▶ [Requirement]
Extract the full set of records that follows, word for word.

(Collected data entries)
++++++++

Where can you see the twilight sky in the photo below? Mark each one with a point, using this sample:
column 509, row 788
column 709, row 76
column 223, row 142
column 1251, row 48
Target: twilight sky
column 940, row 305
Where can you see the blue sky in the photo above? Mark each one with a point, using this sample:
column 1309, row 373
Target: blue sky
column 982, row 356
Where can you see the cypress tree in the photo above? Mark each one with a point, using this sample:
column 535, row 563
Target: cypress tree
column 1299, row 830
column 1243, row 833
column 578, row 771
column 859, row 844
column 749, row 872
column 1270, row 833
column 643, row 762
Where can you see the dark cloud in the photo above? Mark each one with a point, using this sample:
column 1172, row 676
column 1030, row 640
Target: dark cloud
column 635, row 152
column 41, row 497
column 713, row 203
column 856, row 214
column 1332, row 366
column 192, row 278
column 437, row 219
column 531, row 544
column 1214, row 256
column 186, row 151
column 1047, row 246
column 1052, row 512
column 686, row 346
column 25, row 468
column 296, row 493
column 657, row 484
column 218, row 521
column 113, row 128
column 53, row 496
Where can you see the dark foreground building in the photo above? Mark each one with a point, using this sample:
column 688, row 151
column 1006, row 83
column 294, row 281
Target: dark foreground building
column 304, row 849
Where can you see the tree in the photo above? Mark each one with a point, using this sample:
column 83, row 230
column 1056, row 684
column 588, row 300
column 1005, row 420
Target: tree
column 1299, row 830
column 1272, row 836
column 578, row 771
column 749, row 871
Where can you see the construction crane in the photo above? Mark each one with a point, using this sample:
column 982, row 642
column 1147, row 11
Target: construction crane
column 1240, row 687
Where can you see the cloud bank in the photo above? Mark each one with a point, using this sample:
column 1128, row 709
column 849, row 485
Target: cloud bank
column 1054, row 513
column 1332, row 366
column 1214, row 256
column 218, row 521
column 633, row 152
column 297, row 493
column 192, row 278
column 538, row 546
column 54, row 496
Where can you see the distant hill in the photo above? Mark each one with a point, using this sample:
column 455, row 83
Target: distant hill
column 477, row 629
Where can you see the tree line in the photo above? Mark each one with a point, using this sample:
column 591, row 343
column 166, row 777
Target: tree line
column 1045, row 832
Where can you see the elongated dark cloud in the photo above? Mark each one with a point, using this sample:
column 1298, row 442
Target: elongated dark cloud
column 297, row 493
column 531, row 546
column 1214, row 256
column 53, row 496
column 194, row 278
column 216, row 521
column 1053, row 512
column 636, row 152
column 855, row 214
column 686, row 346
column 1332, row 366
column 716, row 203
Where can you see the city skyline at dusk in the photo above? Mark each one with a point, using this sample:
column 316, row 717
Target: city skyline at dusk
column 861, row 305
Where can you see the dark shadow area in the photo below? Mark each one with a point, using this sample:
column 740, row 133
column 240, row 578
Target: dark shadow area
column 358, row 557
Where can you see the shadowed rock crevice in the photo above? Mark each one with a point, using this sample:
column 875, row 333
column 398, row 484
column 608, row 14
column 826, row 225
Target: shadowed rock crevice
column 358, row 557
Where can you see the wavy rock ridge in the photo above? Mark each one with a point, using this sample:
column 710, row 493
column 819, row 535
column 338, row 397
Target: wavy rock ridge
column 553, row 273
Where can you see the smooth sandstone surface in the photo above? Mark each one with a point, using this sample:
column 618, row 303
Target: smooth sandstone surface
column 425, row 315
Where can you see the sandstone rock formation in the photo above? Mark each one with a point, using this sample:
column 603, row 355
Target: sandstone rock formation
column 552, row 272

++++++++

▶ [Solution for this problem]
Where can you see the twilight sky in the photo below? Mark each one with a point, using this sample:
column 509, row 788
column 709, row 76
column 223, row 142
column 1251, row 48
Target: twilight sky
column 940, row 305
Where can you see the blue sky in the photo above? Mark each one with a point, using this sample:
column 1309, row 373
Target: blue sky
column 982, row 356
Where can you see the cypress tree in the photo above? Mark each one with a point, using this sample:
column 535, row 563
Target: cypress tree
column 1299, row 830
column 1243, row 833
column 578, row 771
column 859, row 844
column 749, row 872
column 1270, row 833
column 643, row 762
Where can you see the dark cloud in the photo above? Mark each one with a point, using this sample:
column 1172, row 676
column 1030, row 640
Target: dark cloud
column 635, row 152
column 41, row 497
column 713, row 203
column 856, row 214
column 1332, row 366
column 192, row 278
column 437, row 219
column 531, row 544
column 1214, row 256
column 186, row 151
column 1047, row 246
column 1052, row 512
column 686, row 346
column 25, row 468
column 296, row 493
column 657, row 484
column 218, row 521
column 113, row 128
column 53, row 496
Where can you see the dark foreground building in the photo above? Mark each one with a point, using this sample:
column 688, row 151
column 1006, row 83
column 294, row 281
Target: dark foreground building
column 304, row 849
Where can you see the tree in the photo above? Mark each one with a point, using this sample:
column 83, row 230
column 1056, row 684
column 588, row 300
column 1005, row 420
Target: tree
column 1299, row 830
column 1272, row 836
column 578, row 771
column 749, row 871
Where can you see the construction crane in the photo above? Mark each one with a point, using this sample:
column 982, row 642
column 1147, row 11
Target: construction crane
column 1240, row 687
Where can you see the cloud bank in the photo above? Mark each one with a point, using this sample:
column 1128, row 709
column 849, row 485
Target: cloud bank
column 1054, row 513
column 1332, row 366
column 1214, row 256
column 218, row 521
column 633, row 152
column 297, row 493
column 192, row 278
column 538, row 546
column 54, row 496
Where can you see the distant hill in the photo above? Mark each one with a point, using this sample:
column 455, row 83
Target: distant hill
column 477, row 629
Where can you see the tree line in the photo above? Mark each one with a point, using this sample:
column 591, row 343
column 166, row 777
Target: tree line
column 1045, row 832
Where can you see the elongated dark cloud in the photo above? Mark each one with a point, using this sample:
column 1298, row 442
Target: elongated dark cloud
column 297, row 493
column 531, row 546
column 1214, row 256
column 53, row 496
column 194, row 278
column 216, row 521
column 1053, row 512
column 636, row 152
column 855, row 214
column 686, row 346
column 1332, row 366
column 716, row 203
Where can you see the city skyline at dusk in the photo above? Mark each one with a point, using this sample:
column 316, row 717
Target: city skyline at dusk
column 861, row 305
Where can you see the dark shadow area in the photo below? Mark each one with a point, using this sample:
column 740, row 133
column 240, row 578
Target: dark shadow area
column 358, row 557
Where can you see the shadowed rock crevice in the photo above? Mark each one with a point, using this sample:
column 875, row 333
column 398, row 484
column 608, row 14
column 826, row 225
Target: shadowed rock crevice
column 358, row 557
Where can you see the wavy rock ridge in the photo above? Mark each one with a point, using this sample:
column 710, row 493
column 819, row 535
column 338, row 397
Target: wavy rock ridge
column 553, row 273
Where can you see the smooth sandstone surface in the photo above? Mark each one with a point, using this sample:
column 618, row 303
Target: smooth sandstone surface
column 425, row 315
Where can you see the sandstone rock formation in the photo above? Mark each one with a point, using this sample:
column 603, row 355
Target: sandstone rock formation
column 552, row 272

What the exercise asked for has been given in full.